▶ WORK TO DO: Pick out every line in the entries below that contains the word "clump", treating uppercase and lowercase as different.

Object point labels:
____________

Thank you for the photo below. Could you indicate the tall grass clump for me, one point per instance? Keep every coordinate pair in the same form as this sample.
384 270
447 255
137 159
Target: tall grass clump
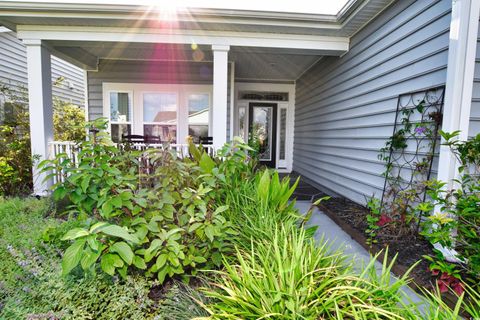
280 272
293 277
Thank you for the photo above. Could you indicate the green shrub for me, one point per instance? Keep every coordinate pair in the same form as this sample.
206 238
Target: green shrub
68 121
31 287
457 226
15 155
147 210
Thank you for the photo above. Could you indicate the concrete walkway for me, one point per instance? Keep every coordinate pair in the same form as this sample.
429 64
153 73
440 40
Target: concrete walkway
339 239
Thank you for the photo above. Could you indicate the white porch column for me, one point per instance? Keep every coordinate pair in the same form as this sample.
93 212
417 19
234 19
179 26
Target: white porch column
220 90
458 91
460 71
40 107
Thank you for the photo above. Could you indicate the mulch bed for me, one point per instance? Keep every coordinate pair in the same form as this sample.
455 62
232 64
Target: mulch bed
351 217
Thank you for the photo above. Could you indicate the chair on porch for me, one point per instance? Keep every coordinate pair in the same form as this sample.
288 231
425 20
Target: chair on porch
206 140
133 138
152 140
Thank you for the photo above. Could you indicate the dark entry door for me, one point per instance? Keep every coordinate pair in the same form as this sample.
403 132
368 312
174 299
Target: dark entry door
263 131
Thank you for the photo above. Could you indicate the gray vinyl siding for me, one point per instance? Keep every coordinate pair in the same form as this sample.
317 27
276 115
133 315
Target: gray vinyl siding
147 72
474 127
13 70
345 106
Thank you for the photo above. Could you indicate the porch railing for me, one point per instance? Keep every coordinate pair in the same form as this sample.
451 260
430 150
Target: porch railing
70 148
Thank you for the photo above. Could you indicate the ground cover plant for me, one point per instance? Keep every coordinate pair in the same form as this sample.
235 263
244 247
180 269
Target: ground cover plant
456 224
30 272
16 160
138 223
160 214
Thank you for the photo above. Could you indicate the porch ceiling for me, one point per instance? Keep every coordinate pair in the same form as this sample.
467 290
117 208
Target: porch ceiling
265 45
349 20
250 63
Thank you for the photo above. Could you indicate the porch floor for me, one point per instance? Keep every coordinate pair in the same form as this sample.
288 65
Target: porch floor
304 190
329 231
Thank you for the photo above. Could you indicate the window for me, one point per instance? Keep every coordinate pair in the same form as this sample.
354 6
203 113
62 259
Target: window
120 115
160 116
283 132
198 115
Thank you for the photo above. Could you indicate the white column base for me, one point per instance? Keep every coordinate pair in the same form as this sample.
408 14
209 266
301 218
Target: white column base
40 108
220 94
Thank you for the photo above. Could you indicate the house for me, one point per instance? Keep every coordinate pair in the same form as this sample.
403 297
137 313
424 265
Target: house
319 90
13 71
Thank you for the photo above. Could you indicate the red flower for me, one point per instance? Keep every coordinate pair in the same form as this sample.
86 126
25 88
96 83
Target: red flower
458 288
442 286
384 219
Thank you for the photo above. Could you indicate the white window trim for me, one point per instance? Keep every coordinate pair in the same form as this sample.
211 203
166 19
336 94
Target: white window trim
138 89
139 110
106 107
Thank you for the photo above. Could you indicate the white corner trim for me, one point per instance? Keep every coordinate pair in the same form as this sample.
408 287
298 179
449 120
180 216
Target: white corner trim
219 47
459 83
232 100
458 92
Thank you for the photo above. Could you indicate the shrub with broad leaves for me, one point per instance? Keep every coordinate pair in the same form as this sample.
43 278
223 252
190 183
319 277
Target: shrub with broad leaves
147 210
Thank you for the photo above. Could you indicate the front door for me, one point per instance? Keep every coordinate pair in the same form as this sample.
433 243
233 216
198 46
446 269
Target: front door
263 131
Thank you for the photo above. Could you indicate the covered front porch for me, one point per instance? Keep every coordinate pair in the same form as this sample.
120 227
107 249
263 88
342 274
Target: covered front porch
165 84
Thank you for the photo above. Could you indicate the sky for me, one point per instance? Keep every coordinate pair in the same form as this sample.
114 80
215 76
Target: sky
299 6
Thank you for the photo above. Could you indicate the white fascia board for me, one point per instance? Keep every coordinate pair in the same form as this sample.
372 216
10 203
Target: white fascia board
247 39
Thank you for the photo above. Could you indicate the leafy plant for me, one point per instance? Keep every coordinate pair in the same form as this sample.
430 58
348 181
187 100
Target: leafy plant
373 220
147 211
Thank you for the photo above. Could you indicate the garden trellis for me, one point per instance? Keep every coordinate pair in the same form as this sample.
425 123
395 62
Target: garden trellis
409 154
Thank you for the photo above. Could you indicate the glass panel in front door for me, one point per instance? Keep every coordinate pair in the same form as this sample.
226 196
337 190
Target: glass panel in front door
262 131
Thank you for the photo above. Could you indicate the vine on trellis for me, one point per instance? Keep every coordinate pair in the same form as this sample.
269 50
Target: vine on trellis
409 154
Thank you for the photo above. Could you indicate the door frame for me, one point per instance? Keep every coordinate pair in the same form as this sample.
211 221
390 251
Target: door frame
273 136
282 164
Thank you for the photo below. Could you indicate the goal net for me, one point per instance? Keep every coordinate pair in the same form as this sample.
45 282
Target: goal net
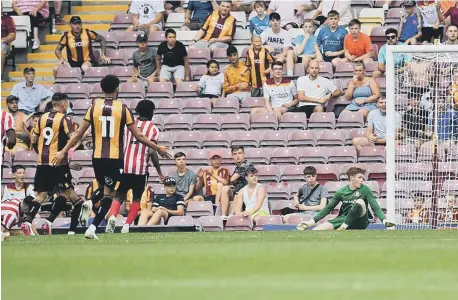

____________

▶ RESULT FOR THIS EXERCISE:
Thank you for the photo below. Could you indicate the tall grass clump for me, one point per instance? Keep every coordinate pair in the same form as this sample.
Target: tall grass clump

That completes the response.